- _Prompt_:
Please answer this question from the article about Jessica Long below: at what age did she start competing, and at which Games?

- _Excerpt_:
■ ■ ■ ■
Jessica Long turned 'anger and abandonment' into Paralympic glory. GETTY IMAGES

Paralympic swimming legend Jessica Long is aiming for more success at the upcoming Paris Games after a challenging journey from a Siberian orphanage to an extraordinary career in the pool.

Jessica Long is a swimming legend for the USA, having won 29 Paralympic medals - one more than Michael Phelps. She started competing at the age of 12, in Athens 2004. Now 32, she plans to retire in Los Angeles in 2028 - which means two more Olympic Games to win more medals. 

"Obviously I want to win gold and do the best that I can. Whatever happens, I'm so very grateful and proud of what I've done... I think that it would be amazing to finish on home soil," Long told AFP in an interview. 

Long won't surpass Trischa Zorn's record of 55 Olympic medals, set 20 years ago. They didn't compete under the same rules, with swimmers now limited to seven events, so Long's maximum tally before Los Angeles is 49 medals.

Jessica Long competing in the 100m butterfly at Tokyo 2020. GETTY IMAGES
Jessica Long competing in the 100m butterfly at Tokyo 2020. GETTY IMAGES

"I wonder what I could have win if I could have swum more events. Especially when you're young and your body doesn't hurt. In one Paralympics (Seoul 1988) she (Zorn) won 12 gold medals because there were more opportunities. Bring back the events!," said Long.
■ ■ ■ ■
- _The data_:

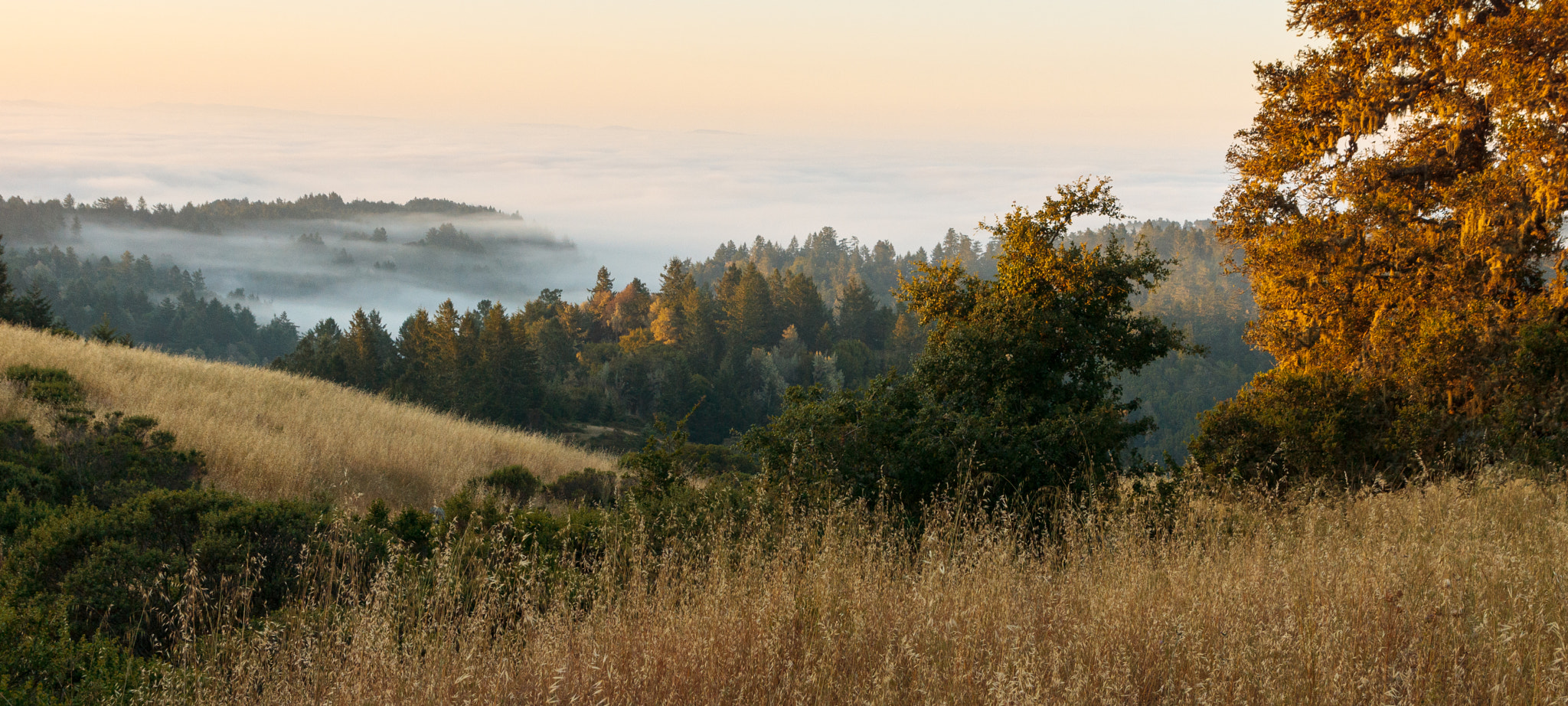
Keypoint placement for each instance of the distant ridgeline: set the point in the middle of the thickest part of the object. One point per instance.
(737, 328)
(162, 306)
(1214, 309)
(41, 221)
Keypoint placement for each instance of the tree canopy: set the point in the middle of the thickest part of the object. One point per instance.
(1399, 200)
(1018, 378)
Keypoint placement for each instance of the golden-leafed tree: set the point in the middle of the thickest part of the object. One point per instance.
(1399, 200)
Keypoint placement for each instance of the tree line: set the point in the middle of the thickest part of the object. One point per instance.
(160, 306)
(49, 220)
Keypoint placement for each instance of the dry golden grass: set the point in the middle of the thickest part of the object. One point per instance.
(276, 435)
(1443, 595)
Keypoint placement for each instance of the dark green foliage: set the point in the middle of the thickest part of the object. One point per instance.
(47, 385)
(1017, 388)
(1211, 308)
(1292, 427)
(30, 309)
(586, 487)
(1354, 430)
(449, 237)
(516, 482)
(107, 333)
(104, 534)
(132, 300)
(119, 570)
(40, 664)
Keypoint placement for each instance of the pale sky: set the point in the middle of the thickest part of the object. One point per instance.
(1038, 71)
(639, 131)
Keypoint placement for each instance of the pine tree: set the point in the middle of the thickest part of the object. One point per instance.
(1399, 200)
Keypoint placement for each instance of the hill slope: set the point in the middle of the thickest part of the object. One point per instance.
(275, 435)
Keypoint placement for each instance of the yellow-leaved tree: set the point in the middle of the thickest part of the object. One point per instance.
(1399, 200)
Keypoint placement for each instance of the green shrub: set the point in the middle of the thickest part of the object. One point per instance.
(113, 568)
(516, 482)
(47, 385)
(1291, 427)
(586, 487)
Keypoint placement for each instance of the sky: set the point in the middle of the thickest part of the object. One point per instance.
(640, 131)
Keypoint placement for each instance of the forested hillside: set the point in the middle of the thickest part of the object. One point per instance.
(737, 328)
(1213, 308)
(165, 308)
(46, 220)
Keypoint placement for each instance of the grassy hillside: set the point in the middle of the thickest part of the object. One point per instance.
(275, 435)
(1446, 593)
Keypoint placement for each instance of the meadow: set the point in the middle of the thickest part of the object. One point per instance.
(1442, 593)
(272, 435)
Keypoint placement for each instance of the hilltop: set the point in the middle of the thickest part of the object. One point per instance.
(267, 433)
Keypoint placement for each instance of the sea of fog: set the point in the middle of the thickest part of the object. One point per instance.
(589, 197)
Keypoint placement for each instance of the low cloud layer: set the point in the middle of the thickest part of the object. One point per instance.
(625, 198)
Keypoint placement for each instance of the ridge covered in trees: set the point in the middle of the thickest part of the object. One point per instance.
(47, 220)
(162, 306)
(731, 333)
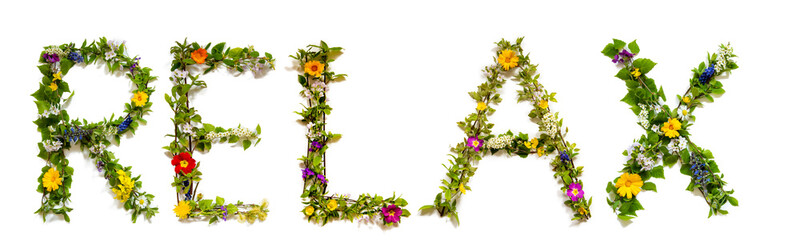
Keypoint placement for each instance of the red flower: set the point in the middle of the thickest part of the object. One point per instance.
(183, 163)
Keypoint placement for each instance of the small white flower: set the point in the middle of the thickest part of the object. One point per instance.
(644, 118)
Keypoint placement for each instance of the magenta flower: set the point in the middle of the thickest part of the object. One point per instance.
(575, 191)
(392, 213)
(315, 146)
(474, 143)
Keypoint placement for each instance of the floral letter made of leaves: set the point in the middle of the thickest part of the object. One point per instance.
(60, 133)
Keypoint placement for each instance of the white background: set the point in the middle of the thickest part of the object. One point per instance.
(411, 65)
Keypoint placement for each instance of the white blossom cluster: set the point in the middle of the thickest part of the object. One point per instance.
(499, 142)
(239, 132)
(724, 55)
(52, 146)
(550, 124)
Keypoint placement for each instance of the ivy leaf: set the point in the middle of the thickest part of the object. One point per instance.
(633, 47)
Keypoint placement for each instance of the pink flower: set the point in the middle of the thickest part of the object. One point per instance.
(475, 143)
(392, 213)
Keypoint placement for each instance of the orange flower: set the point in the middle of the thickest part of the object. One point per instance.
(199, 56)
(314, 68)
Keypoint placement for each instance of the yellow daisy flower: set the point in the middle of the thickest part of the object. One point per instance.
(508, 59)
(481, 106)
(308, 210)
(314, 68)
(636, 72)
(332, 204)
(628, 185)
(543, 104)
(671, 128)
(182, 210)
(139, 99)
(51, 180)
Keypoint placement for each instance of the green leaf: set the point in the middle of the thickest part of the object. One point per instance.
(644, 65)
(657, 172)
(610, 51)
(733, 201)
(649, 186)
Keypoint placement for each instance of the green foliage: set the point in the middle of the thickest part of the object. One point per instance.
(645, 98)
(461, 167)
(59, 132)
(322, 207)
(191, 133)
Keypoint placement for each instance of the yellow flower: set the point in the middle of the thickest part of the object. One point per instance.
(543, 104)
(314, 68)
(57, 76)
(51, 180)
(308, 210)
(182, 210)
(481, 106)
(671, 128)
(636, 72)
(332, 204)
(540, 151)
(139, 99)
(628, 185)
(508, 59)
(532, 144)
■ ■ ■ ■
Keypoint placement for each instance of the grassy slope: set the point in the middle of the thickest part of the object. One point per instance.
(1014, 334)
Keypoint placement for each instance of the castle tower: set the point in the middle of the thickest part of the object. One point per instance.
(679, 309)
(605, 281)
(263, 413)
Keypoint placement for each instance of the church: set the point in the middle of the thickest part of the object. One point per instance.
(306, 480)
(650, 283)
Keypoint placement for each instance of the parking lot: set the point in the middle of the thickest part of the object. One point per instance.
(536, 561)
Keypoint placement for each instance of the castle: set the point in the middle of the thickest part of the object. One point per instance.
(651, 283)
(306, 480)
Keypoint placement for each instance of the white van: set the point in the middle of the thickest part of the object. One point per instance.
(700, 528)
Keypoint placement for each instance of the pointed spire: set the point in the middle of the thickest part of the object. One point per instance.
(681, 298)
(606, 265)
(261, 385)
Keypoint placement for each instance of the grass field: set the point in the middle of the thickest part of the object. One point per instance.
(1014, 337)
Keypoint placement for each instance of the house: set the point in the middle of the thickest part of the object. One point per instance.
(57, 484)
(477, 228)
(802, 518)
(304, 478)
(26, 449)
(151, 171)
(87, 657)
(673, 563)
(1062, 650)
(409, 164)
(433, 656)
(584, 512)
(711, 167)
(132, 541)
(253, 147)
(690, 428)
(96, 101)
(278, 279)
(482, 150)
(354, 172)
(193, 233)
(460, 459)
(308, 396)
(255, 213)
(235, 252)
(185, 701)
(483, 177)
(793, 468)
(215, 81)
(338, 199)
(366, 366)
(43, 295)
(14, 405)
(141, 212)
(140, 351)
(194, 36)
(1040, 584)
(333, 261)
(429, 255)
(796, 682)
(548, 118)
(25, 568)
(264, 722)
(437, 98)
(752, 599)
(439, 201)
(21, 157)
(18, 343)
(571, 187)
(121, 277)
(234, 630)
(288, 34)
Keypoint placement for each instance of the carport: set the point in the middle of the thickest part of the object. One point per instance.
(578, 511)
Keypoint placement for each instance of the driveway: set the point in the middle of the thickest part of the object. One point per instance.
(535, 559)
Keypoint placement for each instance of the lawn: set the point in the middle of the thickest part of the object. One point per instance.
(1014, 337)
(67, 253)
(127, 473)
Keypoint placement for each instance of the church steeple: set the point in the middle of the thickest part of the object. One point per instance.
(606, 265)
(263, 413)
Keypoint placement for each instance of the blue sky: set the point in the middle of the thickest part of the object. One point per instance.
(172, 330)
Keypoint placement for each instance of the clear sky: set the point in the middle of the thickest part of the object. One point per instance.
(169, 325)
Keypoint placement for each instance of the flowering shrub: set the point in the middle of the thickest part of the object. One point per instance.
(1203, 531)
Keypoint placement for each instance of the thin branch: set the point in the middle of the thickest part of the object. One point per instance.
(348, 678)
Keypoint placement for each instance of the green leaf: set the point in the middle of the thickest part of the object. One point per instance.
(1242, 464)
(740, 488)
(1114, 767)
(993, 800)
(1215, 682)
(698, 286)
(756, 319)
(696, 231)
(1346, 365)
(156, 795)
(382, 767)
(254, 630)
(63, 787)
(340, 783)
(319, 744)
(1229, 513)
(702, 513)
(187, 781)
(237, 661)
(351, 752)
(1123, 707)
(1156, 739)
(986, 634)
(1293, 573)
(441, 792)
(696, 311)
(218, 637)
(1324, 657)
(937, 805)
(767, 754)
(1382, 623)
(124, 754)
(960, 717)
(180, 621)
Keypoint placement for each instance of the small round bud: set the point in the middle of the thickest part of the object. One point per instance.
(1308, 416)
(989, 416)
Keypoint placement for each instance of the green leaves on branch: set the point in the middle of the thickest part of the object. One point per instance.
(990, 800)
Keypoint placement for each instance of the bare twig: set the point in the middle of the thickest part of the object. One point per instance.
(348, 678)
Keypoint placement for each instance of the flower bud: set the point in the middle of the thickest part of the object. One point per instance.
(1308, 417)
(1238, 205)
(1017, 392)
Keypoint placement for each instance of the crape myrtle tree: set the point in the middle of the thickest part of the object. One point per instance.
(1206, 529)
■ ■ ■ ■
- _Task output_:
She started competing at age 12, at Athens 2004.